TEXTAUSZUG
-*-*-

Millî Görüş ist die mit Abstand bedeutendste islamistische Organisation hierzulande. Die Vereinigung unterhält 518 Moscheegemeinden weltweit, über 300 davon in Deutschland. Eigenen Angaben zufolge hat die IGMG in der Bundesrepublik 31 000 und weltweit 127 000 Mitglieder.

In Bielefeld erregte die Kandidatur von Selvet Kocabey für die Grünen die Gemüter. Er war bis vor kurzem Funktionär einer Moscheegemeinde, die zu Millî Görüş gehört.

-*-*-

EINTRÄGE
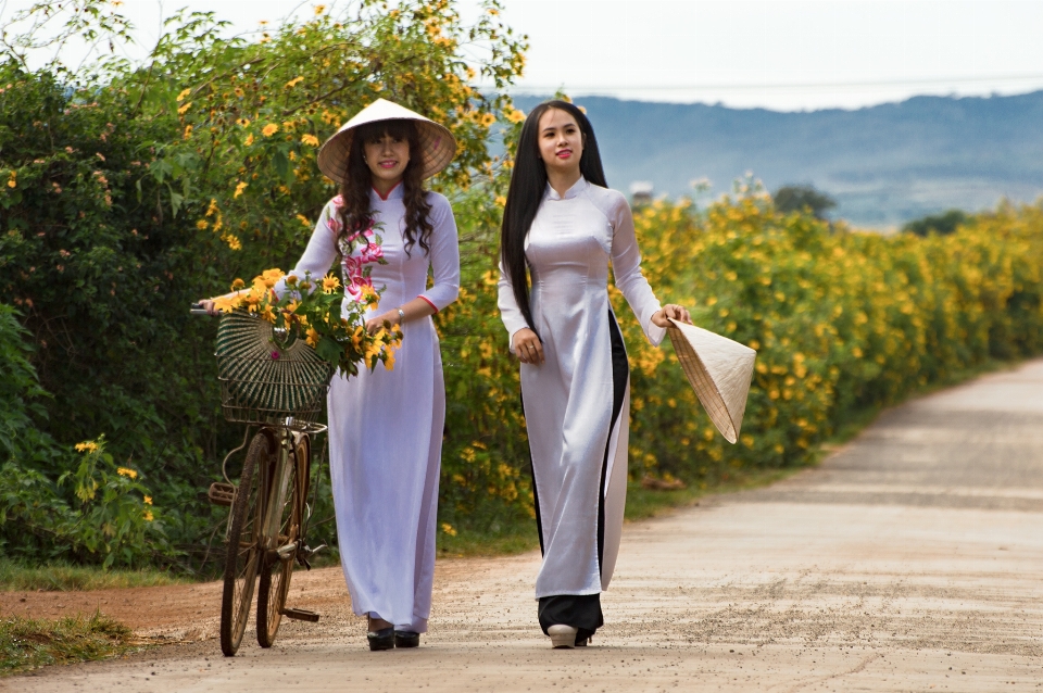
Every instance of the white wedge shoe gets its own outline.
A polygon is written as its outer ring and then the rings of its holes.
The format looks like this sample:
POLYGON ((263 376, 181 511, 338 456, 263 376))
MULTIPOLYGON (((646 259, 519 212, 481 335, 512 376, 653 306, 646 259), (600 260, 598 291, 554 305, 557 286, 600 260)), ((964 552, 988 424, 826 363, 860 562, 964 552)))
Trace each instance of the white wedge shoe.
POLYGON ((554 650, 571 650, 576 646, 576 634, 578 628, 571 626, 551 626, 546 629, 546 634, 551 637, 551 646, 554 650))

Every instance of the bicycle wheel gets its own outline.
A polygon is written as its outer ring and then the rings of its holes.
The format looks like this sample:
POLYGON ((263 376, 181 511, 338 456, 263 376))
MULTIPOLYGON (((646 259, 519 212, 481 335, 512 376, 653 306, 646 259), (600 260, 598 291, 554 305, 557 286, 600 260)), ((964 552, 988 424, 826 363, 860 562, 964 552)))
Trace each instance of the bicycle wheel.
POLYGON ((267 431, 260 431, 250 441, 236 500, 228 518, 228 547, 225 553, 225 589, 221 600, 221 651, 231 657, 239 650, 250 617, 253 587, 261 563, 260 469, 268 465, 277 448, 267 431))
MULTIPOLYGON (((307 499, 311 459, 311 444, 307 436, 301 434, 297 438, 292 455, 287 461, 292 468, 287 475, 286 492, 282 497, 276 500, 275 504, 275 507, 281 508, 279 536, 274 542, 275 549, 303 541, 301 526, 304 503, 307 499)), ((278 471, 277 467, 277 464, 272 465, 269 478, 278 471)), ((279 557, 273 551, 266 554, 267 557, 261 565, 261 584, 257 588, 257 643, 262 647, 271 647, 275 643, 279 623, 282 622, 282 609, 286 608, 286 595, 290 591, 297 550, 289 552, 285 557, 279 557)))

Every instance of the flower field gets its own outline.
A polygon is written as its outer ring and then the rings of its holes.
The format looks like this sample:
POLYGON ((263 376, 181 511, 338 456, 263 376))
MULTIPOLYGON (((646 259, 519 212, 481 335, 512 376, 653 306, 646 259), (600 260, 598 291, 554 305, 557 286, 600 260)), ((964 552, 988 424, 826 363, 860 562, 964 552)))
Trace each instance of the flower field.
MULTIPOLYGON (((702 211, 656 202, 634 222, 659 300, 758 355, 731 445, 669 340, 651 346, 611 288, 630 355, 631 478, 713 486, 741 469, 800 465, 857 411, 1043 351, 1043 205, 1001 206, 929 238, 783 216, 750 192, 702 211)), ((487 262, 439 323, 450 400, 441 513, 451 526, 532 513, 518 366, 495 308, 493 252, 487 262)))

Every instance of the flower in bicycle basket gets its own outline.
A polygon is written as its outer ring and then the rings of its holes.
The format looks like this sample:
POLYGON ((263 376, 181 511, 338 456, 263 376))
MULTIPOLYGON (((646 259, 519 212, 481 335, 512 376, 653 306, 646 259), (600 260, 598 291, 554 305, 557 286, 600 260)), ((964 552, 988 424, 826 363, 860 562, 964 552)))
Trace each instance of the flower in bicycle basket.
POLYGON ((334 275, 323 277, 323 293, 334 293, 340 288, 340 279, 334 275))
POLYGON ((256 279, 253 280, 253 284, 254 286, 256 286, 257 279, 260 279, 265 287, 271 289, 272 287, 275 286, 276 281, 282 278, 282 276, 284 276, 284 273, 278 267, 274 269, 265 269, 264 272, 261 273, 261 275, 256 279))

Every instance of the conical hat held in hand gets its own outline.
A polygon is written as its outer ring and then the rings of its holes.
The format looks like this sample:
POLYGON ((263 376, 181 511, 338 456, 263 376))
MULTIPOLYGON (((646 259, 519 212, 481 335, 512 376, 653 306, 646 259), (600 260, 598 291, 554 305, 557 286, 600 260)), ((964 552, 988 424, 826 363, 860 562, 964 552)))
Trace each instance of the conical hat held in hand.
POLYGON ((727 337, 670 318, 667 330, 695 396, 729 443, 739 440, 757 352, 727 337))

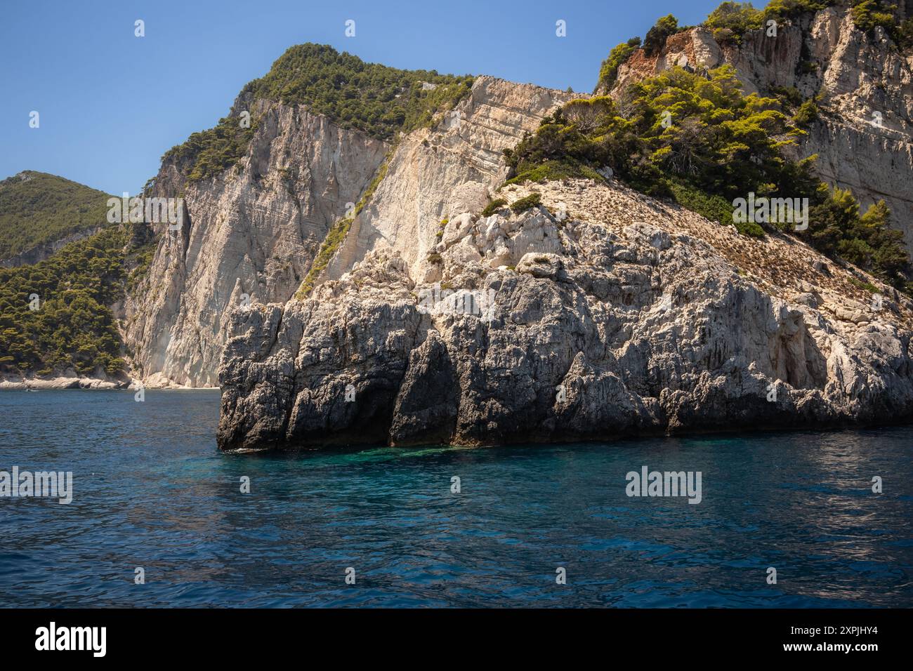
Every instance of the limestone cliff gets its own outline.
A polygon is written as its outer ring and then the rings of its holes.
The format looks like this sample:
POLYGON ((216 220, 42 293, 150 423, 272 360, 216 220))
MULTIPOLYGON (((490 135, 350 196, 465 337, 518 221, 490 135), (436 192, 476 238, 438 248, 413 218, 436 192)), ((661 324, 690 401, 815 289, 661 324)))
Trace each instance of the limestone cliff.
MULTIPOLYGON (((378 246, 424 260, 438 222, 483 205, 503 181, 501 151, 570 98, 479 78, 436 126, 399 141, 322 278, 339 277, 378 246)), ((289 300, 331 225, 391 152, 389 142, 304 106, 242 96, 231 116, 247 109, 259 122, 237 165, 188 182, 185 166, 165 161, 155 179, 151 195, 182 195, 187 216, 177 231, 158 226, 148 278, 126 307, 125 341, 147 385, 216 385, 231 312, 250 301, 289 300)))
POLYGON ((149 385, 214 386, 231 311, 291 298, 331 225, 358 200, 389 149, 303 106, 239 99, 259 122, 246 155, 188 182, 165 161, 153 197, 184 199, 160 226, 149 275, 126 307, 125 341, 149 385), (261 116, 262 115, 262 116, 261 116))
MULTIPOLYGON (((614 183, 451 218, 233 317, 223 449, 611 438, 913 414, 913 305, 802 242, 614 183), (415 256, 415 255, 412 255, 415 256), (423 277, 425 275, 425 277, 423 277)), ((511 200, 530 187, 508 187, 511 200)))
POLYGON ((852 189, 863 204, 884 199, 913 250, 913 53, 901 53, 880 26, 859 30, 848 6, 809 13, 767 33, 752 30, 740 43, 723 44, 702 26, 677 33, 653 57, 634 52, 611 94, 619 98, 632 82, 676 65, 729 64, 746 92, 794 88, 804 99, 820 96, 821 114, 795 158, 818 154, 821 178, 852 189))

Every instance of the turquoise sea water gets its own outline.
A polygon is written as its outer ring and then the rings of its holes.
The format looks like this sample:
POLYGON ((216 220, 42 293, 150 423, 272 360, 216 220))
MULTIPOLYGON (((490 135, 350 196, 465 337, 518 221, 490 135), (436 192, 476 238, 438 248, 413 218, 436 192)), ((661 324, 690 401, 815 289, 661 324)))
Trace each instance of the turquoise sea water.
POLYGON ((218 399, 0 392, 0 470, 74 489, 0 498, 0 606, 913 606, 910 427, 223 455, 218 399))

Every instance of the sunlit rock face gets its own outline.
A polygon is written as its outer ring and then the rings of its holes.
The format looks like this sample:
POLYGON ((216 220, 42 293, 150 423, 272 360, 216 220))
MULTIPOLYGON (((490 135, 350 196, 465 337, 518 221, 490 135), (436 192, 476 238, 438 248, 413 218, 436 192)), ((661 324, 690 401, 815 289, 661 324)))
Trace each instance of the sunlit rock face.
POLYGON ((611 94, 676 65, 729 64, 746 92, 794 87, 805 99, 821 96, 822 113, 792 158, 818 154, 821 179, 852 189, 864 206, 885 200, 891 225, 913 250, 913 54, 900 53, 881 27, 858 30, 848 7, 809 13, 769 32, 749 32, 738 45, 718 43, 704 27, 678 33, 655 57, 635 52, 611 94))
MULTIPOLYGON (((434 262, 374 249, 233 317, 223 449, 607 439, 913 414, 908 300, 620 184, 509 186, 434 262), (427 267, 436 267, 429 278, 427 267)), ((415 255, 413 255, 414 257, 415 255)), ((871 278, 867 278, 871 280, 871 278)))

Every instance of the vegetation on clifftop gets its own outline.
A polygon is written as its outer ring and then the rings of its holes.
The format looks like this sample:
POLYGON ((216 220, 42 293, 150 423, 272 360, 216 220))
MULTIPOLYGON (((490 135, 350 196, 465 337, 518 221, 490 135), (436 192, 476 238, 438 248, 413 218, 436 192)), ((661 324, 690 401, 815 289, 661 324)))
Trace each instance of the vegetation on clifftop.
POLYGON ((735 199, 750 193, 808 198, 807 230, 777 225, 908 289, 909 259, 902 234, 887 226, 885 204, 860 215, 852 194, 832 193, 813 176, 816 157, 792 163, 784 156, 782 150, 804 133, 798 121, 811 113, 805 108, 791 119, 779 100, 745 95, 729 66, 711 70, 708 79, 675 68, 633 84, 621 106, 609 97, 568 102, 505 152, 509 182, 602 181, 609 169, 643 193, 758 236, 764 235, 758 223, 734 221, 735 199))
POLYGON ((0 268, 0 372, 47 375, 73 368, 113 374, 124 367, 110 306, 124 298, 131 267, 130 226, 108 225, 33 266, 0 268))
MULTIPOLYGON (((265 77, 244 87, 240 100, 307 105, 342 128, 392 141, 401 131, 431 125, 469 92, 473 80, 468 75, 365 63, 331 47, 308 43, 289 48, 265 77)), ((239 116, 222 119, 215 128, 194 133, 169 150, 163 160, 176 161, 192 182, 217 174, 244 156, 257 119, 250 121, 245 129, 239 116)))
POLYGON ((104 192, 26 170, 0 182, 0 259, 106 223, 104 192))

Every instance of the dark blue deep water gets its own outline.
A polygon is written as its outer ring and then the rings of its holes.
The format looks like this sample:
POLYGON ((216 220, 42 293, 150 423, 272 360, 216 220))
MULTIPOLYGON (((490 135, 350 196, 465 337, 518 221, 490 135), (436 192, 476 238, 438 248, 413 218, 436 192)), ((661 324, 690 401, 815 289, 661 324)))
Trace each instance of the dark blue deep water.
POLYGON ((910 427, 222 455, 218 399, 0 392, 0 470, 74 474, 0 498, 0 606, 913 606, 910 427))

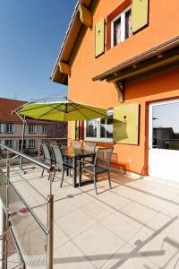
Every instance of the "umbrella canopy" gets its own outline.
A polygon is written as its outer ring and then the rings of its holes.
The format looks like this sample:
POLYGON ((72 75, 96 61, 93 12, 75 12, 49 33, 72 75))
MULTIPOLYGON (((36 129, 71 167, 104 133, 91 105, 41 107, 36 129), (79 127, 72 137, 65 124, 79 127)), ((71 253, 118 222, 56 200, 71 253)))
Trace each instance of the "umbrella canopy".
POLYGON ((107 109, 65 100, 27 103, 17 109, 17 113, 41 120, 73 121, 106 117, 107 109))

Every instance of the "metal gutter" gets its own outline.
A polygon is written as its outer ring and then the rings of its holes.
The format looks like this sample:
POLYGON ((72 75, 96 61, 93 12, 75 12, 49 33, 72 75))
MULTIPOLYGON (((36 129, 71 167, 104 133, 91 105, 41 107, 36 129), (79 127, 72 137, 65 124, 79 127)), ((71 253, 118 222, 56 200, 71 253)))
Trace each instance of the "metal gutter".
POLYGON ((115 67, 95 76, 92 78, 92 81, 103 81, 105 79, 107 79, 109 75, 117 73, 119 71, 124 70, 125 68, 131 67, 134 65, 137 65, 139 63, 141 63, 143 61, 149 60, 149 58, 153 57, 153 56, 158 56, 159 55, 161 55, 162 53, 170 50, 172 48, 176 48, 177 46, 179 46, 179 36, 165 42, 162 43, 160 45, 158 45, 132 58, 130 58, 117 65, 115 65, 115 67))

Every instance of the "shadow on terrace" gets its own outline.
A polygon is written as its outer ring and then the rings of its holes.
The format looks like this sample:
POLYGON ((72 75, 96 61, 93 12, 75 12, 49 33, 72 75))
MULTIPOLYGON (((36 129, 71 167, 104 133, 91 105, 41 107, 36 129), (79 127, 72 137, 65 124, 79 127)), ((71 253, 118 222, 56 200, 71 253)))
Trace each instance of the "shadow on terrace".
MULTIPOLYGON (((48 173, 41 178, 31 163, 23 168, 11 167, 11 181, 46 227, 48 173)), ((93 184, 74 188, 66 175, 60 188, 61 177, 52 184, 54 268, 179 268, 179 186, 112 170, 112 188, 100 177, 97 195, 93 184)), ((27 268, 45 268, 47 238, 30 213, 11 219, 27 268)))

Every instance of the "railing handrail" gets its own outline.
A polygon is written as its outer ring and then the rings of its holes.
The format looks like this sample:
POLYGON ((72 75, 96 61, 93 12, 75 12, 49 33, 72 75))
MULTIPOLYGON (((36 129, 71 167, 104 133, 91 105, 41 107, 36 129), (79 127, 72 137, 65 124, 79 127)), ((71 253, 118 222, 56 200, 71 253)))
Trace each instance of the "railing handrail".
POLYGON ((54 165, 46 164, 45 162, 43 162, 43 161, 39 161, 38 159, 35 159, 34 157, 30 157, 30 156, 27 155, 27 154, 20 152, 18 152, 16 150, 13 150, 13 149, 12 149, 12 148, 4 145, 4 144, 0 143, 0 147, 3 147, 5 150, 8 150, 9 152, 12 152, 13 153, 15 153, 17 156, 24 158, 24 159, 26 159, 26 160, 28 160, 28 161, 31 161, 31 162, 33 162, 33 163, 40 166, 41 168, 43 168, 43 169, 45 169, 47 170, 54 171, 55 169, 55 167, 54 165))

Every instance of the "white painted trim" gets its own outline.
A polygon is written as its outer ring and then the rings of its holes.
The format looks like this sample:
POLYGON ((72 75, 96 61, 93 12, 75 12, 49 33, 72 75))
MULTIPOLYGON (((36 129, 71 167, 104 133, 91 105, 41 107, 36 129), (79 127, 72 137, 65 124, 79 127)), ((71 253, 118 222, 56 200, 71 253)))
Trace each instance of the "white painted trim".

-*-*-

AUFGABENBLATT
- a) Gib bitte aus den Einträgen die Zeilen von der Zeile mit „Every instance of the sunlit“ bis zur Zeile mit „MULTIPOLYGON (((434 262, 374“ wortgetreu wieder, beide Zeilen eingeschlossen.
- b) Schreibe den Text über Millî Görüş im Anschluss an seinen letzten Satz weiter.

ENDERGEBNISSE
- a)
Every instance of the sunlit rock face gets its own outline.
A polygon is written as its outer ring and then the rings of its holes.
The format looks like this sample:
POLYGON ((216 220, 42 293, 150 423, 272 360, 216 220))
MULTIPOLYGON (((490 135, 350 196, 465 337, 518 221, 490 135), (436 192, 476 238, 438 248, 413 218, 436 192)), ((661 324, 690 401, 815 289, 661 324)))
Trace each instance of the sunlit rock face.
POLYGON ((611 94, 676 65, 729 64, 746 92, 794 87, 805 99, 821 96, 822 113, 792 158, 818 154, 821 179, 852 189, 864 206, 885 200, 891 225, 913 250, 913 54, 900 53, 881 27, 858 30, 848 7, 809 13, 769 32, 749 32, 738 45, 718 43, 704 27, 678 33, 655 57, 635 52, 611 94))
MULTIPOLYGON (((434 262, 374 249, 233 317, 223 449, 607 439, 913 414, 908 300, 620 184, 509 186, 434 262), (427 267, 436 267, 429 278, 427 267)), ((415 255, 413 255, 414 257, 415 255)), ((871 278, 867 278, 871 280, 871 278)))

- b)
Trotz heftiger Kritik hält der Kreisverband an Kocabeys Kandidatur fest. Die Landesvorsitzende von Bündnis 90/Die Grünen, Mona Neubaur, bezeich­nete es als unvereinbar, »in beiden Organisationen in Verantwortung zu stehen«. Der Integrationsbeauftragte der Stadt Bielefeld, Mehmet Ali Ölmez, empörte sich darüber, dass »Grüne die Strategie der Gemeinde nicht erkennen wollen und sich zum Steigbügelhalter dieser Verfassungsfeinde machen lassen«. Die Bielefelder Grünen verwiesen lediglich darauf, dass sie »keine antidemokratischen Bestrebungen, keinen Rassismus und Antisemitismus« in ihren Reihen duldeten. Sie seien »dem Grundgesetz, der Rechtsstaatlichkeit, unserer lebendigen Demokratie und unseren Werten« verpflichtet. Kocabey distanzierte sich in einer Erklärung »von der Millî-Görüş-Bewegung, die aktuell in der Türkei aktiv ist«, und behauptete, dass seine Gemeinde »nicht im Kontakt mit der politischen Linie der Millî Görüş« stehe.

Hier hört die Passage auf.